» **WORK TO BE COMPLETED**: Search the data for the string "gray" and extract every line where it appears.

» **SUPPLIED RECORDS**:
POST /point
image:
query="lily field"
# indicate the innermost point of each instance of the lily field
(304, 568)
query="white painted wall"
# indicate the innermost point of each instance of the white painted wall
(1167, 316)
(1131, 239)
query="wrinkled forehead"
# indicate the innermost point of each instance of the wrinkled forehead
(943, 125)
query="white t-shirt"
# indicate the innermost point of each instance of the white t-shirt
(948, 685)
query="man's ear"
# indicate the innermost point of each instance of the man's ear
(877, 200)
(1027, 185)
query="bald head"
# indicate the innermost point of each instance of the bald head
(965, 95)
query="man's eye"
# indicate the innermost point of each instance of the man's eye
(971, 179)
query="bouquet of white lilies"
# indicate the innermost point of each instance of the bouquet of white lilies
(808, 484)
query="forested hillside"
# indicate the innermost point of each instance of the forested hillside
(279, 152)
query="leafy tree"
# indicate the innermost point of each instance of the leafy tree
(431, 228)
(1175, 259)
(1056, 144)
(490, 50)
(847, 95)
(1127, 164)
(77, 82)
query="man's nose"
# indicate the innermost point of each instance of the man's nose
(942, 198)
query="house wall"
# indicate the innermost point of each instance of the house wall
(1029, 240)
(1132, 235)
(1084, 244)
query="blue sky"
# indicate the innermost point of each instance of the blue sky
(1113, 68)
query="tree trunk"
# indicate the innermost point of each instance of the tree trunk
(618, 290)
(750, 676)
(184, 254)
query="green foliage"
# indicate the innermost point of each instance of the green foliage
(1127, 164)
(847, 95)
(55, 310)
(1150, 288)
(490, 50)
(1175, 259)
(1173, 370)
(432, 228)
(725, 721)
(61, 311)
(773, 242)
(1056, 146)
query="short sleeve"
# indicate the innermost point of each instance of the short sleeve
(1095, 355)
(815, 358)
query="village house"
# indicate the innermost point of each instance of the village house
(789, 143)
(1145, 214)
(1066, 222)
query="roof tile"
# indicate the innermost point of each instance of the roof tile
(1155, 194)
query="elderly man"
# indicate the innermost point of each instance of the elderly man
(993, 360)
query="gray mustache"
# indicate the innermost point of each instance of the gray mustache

» **EXERCISE RESULT**:
query="gray mustache"
# indicate the innermost point of each instance of the gray mustache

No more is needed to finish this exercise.